*** Opening of Recorded data ***

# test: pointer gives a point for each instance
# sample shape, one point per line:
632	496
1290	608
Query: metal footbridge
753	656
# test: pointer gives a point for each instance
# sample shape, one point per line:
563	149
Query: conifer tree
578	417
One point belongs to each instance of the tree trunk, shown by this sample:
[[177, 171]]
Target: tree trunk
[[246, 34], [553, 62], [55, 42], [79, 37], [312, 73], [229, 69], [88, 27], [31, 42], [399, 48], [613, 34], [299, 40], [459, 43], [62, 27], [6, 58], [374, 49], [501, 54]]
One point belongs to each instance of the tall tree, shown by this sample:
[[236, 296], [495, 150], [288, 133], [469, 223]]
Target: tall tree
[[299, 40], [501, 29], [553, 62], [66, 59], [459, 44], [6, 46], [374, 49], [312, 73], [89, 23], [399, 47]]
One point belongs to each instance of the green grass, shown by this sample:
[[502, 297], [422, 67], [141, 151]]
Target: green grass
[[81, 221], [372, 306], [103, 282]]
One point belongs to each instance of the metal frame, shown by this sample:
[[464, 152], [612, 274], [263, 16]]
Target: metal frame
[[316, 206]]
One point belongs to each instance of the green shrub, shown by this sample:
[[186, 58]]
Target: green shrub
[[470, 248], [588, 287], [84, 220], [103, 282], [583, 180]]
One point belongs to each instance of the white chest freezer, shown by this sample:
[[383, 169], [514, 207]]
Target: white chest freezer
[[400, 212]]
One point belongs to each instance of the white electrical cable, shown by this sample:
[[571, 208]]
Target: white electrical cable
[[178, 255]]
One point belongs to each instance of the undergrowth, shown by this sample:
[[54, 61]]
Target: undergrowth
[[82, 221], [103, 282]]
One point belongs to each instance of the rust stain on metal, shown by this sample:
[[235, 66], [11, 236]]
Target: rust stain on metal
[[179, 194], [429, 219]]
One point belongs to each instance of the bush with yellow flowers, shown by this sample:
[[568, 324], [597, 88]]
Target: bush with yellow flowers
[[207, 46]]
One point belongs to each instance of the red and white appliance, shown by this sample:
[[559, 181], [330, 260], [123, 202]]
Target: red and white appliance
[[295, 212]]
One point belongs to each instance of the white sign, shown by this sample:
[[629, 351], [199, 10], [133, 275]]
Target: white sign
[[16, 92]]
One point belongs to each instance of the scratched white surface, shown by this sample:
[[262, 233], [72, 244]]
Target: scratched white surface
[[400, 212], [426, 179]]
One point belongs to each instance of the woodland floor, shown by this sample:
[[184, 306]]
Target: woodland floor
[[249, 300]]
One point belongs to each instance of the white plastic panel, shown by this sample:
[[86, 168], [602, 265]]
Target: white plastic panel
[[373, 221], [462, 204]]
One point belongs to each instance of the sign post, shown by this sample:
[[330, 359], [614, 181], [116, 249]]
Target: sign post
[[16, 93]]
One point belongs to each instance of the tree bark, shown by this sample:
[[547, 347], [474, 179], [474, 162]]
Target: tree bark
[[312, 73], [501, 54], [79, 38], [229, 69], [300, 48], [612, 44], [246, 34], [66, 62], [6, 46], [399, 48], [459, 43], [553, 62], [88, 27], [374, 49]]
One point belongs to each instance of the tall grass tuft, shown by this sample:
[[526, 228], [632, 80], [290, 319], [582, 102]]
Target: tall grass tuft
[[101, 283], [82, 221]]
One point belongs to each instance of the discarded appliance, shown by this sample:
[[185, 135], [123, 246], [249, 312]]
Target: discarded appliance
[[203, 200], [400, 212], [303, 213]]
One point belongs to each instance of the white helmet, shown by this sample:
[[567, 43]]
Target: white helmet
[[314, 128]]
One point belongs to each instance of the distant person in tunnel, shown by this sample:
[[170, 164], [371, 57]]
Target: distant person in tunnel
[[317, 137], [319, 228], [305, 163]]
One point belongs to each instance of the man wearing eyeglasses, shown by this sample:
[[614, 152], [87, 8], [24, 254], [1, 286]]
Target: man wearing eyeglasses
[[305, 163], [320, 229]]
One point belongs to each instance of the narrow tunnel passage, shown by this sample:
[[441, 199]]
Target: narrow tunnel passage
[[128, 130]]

*** Close of Recorded data ***

**Problem to work on**
Stop after the line containing "[[177, 171]]": print exactly the lines from the start of the entries above up to it, that line included.

**Reply**
# test: pointer gives a point for each instance
# sample shape, one point per line:
632	496
1290	608
Query: metal footbridge
753	656
# test: pointer gives a point for each instance
# sample shape, one point per line:
563	149
Query: conifer tree
578	417
One point belongs to each instance of the tree trunk, shown by this sample:
[[177, 171]]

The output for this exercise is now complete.